■ EXERCISE MATERIAL ■
######
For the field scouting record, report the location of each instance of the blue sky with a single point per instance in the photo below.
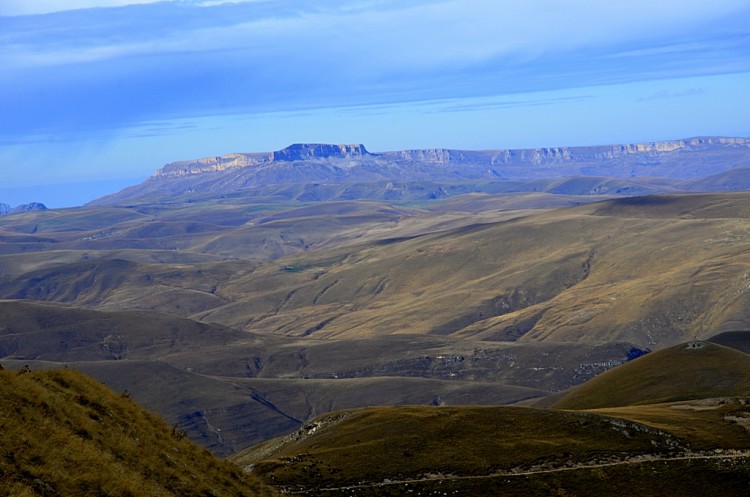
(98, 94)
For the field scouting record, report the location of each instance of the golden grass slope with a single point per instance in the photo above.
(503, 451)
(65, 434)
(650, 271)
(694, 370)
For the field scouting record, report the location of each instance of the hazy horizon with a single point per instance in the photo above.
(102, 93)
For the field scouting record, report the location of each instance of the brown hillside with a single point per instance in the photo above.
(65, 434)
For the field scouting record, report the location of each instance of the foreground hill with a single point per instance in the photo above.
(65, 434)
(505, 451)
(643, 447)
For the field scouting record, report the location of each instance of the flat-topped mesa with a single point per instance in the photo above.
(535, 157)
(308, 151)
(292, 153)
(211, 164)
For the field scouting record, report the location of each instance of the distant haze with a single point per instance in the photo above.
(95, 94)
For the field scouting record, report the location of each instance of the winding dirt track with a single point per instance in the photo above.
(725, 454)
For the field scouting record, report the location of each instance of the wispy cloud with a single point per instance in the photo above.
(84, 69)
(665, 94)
######
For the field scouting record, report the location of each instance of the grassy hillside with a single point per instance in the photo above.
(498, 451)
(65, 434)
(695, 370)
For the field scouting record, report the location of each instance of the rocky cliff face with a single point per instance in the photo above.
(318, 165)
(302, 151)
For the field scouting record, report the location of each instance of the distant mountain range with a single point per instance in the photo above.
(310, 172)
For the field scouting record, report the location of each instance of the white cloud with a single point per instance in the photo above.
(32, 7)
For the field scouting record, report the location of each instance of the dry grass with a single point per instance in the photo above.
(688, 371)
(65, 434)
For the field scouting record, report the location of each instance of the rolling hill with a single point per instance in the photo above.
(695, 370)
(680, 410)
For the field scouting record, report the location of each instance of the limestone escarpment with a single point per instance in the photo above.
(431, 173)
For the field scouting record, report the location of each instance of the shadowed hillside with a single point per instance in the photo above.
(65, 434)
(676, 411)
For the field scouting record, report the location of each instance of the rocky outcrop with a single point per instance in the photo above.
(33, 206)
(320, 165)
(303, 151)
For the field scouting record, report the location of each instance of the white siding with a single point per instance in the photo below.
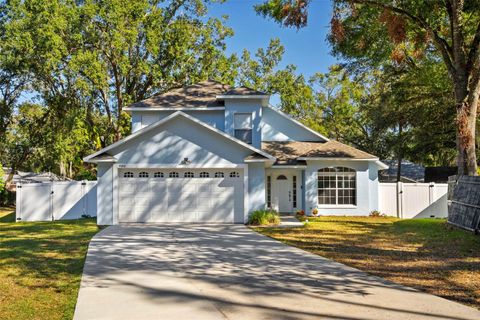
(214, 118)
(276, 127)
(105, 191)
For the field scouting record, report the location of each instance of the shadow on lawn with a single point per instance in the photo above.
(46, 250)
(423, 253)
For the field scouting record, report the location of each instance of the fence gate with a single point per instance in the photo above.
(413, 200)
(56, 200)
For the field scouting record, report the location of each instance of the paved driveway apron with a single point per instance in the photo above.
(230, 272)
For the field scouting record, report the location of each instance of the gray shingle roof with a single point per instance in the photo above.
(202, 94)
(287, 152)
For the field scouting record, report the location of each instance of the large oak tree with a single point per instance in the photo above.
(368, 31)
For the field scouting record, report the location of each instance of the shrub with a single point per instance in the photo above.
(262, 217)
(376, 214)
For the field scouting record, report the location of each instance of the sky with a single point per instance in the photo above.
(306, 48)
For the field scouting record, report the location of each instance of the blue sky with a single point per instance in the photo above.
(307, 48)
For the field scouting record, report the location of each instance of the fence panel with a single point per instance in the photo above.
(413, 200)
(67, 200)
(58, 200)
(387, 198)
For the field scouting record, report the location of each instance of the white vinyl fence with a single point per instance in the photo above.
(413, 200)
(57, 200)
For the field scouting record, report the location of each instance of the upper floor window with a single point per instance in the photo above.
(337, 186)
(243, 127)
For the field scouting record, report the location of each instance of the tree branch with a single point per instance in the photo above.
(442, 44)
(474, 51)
######
■ INSTRUCTION ■
Locate each row above that contains the word "blue", and copy every such row in full. Case counts.

■ THE ANSWER ■
For the field scouting record, report the location of each instance of the blue sky with a single point per instance in the photo below.
For the field scouting record, report the location of each instance of the blue sky with a single point per instance in the photo above.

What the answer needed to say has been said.